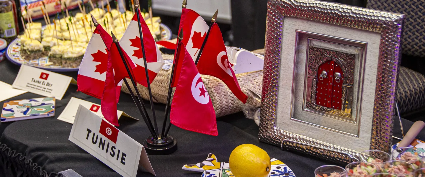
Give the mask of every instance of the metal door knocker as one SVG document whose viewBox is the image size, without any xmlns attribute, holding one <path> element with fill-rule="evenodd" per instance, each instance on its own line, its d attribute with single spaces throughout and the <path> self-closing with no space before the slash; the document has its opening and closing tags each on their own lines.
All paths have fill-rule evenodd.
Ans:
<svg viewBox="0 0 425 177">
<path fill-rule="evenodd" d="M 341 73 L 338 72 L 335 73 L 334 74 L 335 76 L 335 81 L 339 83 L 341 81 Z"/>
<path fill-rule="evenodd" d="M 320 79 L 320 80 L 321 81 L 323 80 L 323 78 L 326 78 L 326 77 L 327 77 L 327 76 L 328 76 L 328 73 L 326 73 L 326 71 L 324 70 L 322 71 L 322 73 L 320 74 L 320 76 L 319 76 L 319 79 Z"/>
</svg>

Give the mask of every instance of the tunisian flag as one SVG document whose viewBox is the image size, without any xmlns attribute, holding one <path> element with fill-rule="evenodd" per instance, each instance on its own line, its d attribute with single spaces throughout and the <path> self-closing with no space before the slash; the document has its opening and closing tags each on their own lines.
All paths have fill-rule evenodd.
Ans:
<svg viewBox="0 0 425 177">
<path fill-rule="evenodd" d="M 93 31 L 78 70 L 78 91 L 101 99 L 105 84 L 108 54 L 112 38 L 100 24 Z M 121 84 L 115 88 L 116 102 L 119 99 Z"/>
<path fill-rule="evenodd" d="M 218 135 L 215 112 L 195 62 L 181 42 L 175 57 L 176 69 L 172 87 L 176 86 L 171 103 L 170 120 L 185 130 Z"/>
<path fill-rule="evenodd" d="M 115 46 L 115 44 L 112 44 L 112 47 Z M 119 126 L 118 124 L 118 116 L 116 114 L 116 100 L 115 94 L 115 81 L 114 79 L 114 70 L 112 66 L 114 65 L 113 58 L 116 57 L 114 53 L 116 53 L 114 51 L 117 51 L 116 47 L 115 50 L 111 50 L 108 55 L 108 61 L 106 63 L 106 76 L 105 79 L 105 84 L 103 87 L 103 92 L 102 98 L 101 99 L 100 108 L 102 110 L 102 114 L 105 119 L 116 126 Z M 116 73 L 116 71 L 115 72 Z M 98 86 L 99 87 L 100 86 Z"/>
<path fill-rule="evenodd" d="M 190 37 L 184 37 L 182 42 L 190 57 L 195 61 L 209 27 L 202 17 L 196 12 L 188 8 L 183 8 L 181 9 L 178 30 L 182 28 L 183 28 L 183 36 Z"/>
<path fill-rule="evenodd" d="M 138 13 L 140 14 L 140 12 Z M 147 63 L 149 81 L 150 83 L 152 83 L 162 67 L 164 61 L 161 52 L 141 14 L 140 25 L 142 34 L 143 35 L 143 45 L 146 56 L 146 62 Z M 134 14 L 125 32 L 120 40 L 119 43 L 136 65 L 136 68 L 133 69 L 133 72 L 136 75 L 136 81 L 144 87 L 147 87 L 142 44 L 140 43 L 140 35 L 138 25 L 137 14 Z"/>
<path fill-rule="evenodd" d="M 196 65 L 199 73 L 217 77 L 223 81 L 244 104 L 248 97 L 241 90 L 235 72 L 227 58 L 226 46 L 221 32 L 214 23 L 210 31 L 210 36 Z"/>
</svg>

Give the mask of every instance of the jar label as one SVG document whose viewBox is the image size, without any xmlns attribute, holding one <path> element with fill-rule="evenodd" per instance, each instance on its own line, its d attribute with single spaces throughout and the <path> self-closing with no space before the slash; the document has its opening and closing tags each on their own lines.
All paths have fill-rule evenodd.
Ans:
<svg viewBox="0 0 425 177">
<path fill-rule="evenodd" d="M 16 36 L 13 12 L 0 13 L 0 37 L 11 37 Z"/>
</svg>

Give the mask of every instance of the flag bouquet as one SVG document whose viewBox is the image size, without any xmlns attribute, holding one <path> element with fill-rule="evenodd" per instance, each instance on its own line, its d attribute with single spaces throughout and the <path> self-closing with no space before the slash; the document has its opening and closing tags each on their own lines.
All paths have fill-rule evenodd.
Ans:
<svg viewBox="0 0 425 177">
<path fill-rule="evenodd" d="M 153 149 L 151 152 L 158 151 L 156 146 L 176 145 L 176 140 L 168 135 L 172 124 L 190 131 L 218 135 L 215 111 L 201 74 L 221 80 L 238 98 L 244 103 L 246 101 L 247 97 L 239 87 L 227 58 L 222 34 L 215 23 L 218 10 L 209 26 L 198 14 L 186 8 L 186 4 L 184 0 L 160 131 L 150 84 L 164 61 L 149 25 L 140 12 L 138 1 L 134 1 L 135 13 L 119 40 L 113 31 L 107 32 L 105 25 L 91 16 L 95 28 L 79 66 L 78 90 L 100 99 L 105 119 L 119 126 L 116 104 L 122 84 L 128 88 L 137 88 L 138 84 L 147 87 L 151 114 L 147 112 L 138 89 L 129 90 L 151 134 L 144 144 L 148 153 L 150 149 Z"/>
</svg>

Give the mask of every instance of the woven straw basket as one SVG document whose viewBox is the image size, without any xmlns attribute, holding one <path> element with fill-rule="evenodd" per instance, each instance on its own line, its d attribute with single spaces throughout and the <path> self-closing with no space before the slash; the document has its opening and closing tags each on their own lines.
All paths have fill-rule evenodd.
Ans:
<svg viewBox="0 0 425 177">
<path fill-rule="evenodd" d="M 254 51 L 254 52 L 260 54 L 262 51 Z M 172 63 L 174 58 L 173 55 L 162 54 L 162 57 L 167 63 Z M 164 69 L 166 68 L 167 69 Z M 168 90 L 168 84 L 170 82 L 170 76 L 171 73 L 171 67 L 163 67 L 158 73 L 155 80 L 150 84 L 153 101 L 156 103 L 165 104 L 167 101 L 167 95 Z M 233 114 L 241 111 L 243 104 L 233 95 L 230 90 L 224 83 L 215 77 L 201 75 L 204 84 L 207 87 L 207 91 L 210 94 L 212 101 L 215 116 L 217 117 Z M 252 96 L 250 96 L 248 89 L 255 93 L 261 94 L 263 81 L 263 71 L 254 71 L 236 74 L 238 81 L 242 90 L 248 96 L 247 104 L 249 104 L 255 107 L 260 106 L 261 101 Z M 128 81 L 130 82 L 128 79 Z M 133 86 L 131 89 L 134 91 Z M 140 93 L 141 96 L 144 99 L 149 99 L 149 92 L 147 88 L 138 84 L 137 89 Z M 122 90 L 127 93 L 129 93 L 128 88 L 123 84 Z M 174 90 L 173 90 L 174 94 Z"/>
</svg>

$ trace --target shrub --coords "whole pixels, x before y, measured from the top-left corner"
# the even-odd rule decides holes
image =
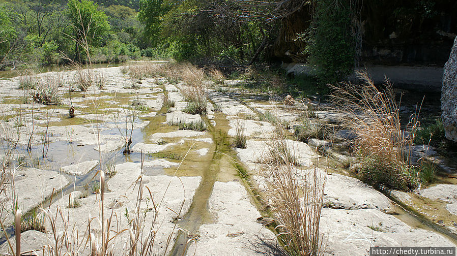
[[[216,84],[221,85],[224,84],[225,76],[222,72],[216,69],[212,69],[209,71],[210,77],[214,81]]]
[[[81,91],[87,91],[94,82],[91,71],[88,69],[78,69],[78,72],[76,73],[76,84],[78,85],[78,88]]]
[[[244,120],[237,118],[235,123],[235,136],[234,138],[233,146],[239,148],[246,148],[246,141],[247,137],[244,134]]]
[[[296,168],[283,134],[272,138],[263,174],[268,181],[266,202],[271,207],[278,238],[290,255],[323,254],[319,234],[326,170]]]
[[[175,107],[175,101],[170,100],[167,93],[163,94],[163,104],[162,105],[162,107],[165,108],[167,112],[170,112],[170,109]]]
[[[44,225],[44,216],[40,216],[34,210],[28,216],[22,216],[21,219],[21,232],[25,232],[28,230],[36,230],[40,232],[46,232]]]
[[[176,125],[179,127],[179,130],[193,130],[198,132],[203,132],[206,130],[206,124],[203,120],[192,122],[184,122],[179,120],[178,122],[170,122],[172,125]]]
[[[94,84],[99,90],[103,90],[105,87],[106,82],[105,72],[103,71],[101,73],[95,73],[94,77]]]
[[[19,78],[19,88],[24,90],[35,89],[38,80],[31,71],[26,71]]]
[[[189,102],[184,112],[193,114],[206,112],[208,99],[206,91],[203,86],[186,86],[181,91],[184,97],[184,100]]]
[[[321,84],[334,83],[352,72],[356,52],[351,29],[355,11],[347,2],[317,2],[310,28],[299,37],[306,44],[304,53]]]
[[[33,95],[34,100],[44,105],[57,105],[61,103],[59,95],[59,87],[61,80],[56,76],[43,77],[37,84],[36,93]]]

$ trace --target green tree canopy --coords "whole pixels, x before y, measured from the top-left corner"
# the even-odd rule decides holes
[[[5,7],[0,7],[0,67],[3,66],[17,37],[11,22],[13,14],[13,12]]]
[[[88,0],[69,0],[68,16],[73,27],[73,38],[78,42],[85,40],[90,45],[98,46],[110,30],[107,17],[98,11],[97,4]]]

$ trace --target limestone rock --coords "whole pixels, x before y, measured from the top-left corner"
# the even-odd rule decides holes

- Task statement -
Reproduce the part of the data that opens with the line containing "trace --target limestone" and runs through the end of the data, substituting "outcrop" for "rock" and leaving everything else unchanged.

- Task response -
$ trace --target limestone outcrop --coords "whole pixels, x before y, measured from the top-left corner"
# the even-odd rule decides holes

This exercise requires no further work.